SELECTED EXTRACT —
The 2009 and 2011 arbitration agreements are strikingly similar, save for their treatment of Sarbanes–Oxley claims. The 2009 arbitration agreement explicitly includes Sarbanes–Oxley claims:

The Policy makes arbitration the required and exclusive forum for the resolution of all disputes arising out of or in any way related to employment based on legally protected rights (i.e., statutory, regulatory, contractual, or common-law rights) that may arise between an employee or former employee and Citi ․ including, without limitation, claims, demands, or actions under ․ the Sarbanes–Oxley Act of 2002, and all amendments thereto[.]

Suppl. App. 71 (emphasis added). Thus, if the 2009 arbitration agreement applies, a Sarbanes–Oxley claim that arose before Dodd–Frank would be subject to arbitration.

The 2011 arbitration agreement—adopted after Dodd–Frank—eliminates any reference by name to the Sarbanes–Oxley Act:

The Policy makes arbitration the required and exclusive forum for the resolution of all disputes (other than disputes which by statute are not arbitrable) arising out of or in any way related to employment based on legally protected rights (i.e., statutory, regulatory, contractual, or common-law rights) that may arise between an employee or former employee and Citi ․

Id. at 140 (emphasis added). Citigroup does not dispute that, after Dodd–Frank, Sarbanes–Oxley claims cannot be included in pre-dispute arbitration agreements. Thus, if the 2011 arbitration agreement applies, Jaludi’s Sarbanes–Oxley claim is not subject to arbitration.8


Turning first to the plain language of the 2011 Employee Handbook, we conclude that the 2011 arbitration agreement supersedes the 2009 arbitration agreement. The 2011 Handbook provides:

This Handbook supersedes any Employee Handbooks or Human Resources policies, practices or procedures that may have applied to you and that are inconsistent with and prior to this Handbook’s distribution.

RECORDED DATA —
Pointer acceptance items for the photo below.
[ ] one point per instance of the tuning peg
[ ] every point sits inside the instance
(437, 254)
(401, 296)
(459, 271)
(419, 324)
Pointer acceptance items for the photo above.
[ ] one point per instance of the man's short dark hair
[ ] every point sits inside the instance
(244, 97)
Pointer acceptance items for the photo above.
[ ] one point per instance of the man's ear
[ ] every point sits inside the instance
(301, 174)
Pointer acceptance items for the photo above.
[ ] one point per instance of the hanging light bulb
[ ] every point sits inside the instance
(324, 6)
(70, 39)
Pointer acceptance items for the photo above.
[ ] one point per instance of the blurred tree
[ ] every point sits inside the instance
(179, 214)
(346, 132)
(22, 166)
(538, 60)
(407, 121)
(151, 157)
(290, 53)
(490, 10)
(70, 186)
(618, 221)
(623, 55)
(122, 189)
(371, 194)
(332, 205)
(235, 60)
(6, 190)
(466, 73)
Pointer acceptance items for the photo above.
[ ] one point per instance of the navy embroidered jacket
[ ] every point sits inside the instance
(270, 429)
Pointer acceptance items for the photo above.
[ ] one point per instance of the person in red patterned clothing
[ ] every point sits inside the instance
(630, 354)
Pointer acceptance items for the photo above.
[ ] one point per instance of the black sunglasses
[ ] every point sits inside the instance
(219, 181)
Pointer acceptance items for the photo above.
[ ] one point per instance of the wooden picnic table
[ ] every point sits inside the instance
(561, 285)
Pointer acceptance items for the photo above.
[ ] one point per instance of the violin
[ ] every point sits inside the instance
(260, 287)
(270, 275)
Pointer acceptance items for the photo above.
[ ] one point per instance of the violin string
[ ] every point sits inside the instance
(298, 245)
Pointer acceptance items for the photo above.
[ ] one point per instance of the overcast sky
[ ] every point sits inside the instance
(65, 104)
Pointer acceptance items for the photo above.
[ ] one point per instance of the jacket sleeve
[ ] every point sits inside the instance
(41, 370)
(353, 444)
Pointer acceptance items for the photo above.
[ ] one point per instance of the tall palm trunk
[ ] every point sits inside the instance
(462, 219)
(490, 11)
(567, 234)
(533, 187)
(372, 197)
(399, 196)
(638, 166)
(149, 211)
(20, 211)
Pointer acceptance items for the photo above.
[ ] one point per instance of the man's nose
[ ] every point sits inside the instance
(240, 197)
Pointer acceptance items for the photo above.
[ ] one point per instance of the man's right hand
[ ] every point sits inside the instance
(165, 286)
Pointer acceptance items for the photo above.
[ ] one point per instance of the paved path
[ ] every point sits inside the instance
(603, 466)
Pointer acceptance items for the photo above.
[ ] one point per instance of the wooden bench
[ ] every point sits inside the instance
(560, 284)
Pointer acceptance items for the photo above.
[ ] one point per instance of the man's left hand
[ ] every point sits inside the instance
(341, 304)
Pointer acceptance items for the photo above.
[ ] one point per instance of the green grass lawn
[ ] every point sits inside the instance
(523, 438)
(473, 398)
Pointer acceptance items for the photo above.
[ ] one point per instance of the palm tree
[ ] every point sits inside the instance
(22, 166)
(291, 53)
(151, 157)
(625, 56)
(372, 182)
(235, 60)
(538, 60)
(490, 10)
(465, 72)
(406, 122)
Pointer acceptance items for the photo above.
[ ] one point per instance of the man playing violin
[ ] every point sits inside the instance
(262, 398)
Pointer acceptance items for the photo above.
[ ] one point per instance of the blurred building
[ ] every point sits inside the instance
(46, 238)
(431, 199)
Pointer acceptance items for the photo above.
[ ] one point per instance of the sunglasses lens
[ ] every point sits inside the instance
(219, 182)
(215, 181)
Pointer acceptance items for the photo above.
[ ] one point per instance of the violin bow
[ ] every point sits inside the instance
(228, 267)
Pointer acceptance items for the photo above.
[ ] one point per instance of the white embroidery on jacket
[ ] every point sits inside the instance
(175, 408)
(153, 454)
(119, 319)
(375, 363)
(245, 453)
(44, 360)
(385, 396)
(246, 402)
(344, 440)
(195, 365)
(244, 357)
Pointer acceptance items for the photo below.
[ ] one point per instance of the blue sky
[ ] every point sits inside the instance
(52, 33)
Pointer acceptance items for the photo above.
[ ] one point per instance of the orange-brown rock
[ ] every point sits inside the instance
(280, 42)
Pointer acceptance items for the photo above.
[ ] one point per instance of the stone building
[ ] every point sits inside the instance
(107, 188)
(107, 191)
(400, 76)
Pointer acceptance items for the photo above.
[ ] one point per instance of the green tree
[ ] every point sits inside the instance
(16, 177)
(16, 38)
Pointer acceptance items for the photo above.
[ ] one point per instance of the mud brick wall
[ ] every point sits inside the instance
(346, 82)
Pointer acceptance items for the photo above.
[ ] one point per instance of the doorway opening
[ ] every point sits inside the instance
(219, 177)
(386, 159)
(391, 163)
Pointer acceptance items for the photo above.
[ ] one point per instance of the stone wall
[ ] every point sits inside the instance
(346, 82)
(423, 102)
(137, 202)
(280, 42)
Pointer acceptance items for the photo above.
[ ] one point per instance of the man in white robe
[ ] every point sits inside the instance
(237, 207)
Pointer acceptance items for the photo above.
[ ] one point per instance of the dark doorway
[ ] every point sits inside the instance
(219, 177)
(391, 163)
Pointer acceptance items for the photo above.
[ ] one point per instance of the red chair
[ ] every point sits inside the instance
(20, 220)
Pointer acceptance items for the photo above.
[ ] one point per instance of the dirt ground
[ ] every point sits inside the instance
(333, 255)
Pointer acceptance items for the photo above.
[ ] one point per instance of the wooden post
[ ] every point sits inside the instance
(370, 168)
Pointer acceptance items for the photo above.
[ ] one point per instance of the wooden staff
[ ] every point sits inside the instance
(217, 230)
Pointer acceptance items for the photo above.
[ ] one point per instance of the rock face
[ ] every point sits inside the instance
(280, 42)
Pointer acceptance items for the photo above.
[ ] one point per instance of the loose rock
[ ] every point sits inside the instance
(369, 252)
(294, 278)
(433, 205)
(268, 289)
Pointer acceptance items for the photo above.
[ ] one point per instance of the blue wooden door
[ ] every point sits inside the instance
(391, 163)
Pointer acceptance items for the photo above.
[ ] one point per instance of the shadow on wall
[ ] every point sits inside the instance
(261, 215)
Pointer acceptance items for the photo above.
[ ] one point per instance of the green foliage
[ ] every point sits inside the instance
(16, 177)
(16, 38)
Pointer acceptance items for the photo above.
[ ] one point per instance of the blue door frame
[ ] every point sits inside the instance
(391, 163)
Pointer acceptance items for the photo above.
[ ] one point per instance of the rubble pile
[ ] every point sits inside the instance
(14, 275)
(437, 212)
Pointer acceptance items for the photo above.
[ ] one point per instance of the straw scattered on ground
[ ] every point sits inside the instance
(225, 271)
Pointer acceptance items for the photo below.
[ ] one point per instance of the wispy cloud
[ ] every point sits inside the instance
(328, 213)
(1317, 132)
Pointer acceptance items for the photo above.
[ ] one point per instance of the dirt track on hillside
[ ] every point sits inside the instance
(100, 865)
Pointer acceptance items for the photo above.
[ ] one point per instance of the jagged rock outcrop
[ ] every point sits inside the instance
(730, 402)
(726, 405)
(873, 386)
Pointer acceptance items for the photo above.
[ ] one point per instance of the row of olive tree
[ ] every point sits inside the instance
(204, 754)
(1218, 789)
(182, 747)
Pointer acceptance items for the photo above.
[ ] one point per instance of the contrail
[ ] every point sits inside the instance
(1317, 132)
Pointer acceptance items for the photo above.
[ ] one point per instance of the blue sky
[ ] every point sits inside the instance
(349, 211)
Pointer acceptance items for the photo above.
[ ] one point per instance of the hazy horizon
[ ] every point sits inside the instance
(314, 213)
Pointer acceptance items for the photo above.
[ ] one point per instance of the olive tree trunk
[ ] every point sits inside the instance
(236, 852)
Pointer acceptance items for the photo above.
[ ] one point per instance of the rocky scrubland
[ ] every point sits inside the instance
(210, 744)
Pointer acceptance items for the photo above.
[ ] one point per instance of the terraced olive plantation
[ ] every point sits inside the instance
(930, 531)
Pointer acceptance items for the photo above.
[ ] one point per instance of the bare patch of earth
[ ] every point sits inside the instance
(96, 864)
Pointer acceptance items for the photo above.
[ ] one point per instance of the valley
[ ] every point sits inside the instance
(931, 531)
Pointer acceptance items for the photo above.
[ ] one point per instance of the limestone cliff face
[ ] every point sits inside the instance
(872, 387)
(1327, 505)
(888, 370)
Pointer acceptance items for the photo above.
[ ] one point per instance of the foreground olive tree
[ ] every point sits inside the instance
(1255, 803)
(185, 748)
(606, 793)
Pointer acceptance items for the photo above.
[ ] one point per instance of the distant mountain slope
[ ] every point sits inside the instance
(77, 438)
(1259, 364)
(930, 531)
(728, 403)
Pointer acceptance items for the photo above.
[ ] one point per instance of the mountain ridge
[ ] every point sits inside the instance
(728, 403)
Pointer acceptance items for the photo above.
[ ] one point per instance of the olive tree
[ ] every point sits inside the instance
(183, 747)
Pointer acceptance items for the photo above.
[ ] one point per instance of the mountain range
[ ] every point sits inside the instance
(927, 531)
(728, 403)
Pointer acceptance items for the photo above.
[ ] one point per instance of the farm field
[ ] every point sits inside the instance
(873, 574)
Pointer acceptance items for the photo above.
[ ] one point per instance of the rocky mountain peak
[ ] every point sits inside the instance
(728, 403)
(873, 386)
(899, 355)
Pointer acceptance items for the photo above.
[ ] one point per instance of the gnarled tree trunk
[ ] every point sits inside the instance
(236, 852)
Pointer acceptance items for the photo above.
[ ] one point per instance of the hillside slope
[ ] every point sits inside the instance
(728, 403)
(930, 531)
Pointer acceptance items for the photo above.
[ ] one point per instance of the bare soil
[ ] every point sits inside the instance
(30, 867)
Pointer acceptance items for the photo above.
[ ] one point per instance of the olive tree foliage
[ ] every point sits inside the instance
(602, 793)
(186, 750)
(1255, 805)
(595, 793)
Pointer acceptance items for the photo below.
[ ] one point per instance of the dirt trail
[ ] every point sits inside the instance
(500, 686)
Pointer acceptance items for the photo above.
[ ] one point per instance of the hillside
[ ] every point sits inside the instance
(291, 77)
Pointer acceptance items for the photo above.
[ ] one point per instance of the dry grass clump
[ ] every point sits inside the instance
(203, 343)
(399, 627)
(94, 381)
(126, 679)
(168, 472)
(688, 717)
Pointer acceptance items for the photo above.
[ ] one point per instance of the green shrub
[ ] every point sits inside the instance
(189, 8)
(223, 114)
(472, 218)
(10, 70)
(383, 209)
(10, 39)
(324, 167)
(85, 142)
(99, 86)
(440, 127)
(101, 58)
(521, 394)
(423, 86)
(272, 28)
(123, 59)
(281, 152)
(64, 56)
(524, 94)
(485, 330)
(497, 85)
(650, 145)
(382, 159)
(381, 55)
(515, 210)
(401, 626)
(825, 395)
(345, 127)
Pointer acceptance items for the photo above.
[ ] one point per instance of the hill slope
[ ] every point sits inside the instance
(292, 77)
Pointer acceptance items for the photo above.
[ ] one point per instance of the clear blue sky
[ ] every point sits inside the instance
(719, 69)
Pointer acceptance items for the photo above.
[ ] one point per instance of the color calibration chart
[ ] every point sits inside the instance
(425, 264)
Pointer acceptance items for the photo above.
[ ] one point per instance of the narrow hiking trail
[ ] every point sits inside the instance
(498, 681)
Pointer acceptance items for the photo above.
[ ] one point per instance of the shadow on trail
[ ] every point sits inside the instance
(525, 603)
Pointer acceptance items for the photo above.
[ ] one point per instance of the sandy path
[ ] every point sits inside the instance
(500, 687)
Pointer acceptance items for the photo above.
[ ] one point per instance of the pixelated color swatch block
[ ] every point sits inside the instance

PROMPT — According to the excerpt on the arbitration agreements, what did the 2011 arbitration agreement remove that the 2009 agreement had included?

THE SOLUTION — It eliminated any reference by name to the Sarbanes–Oxley Act.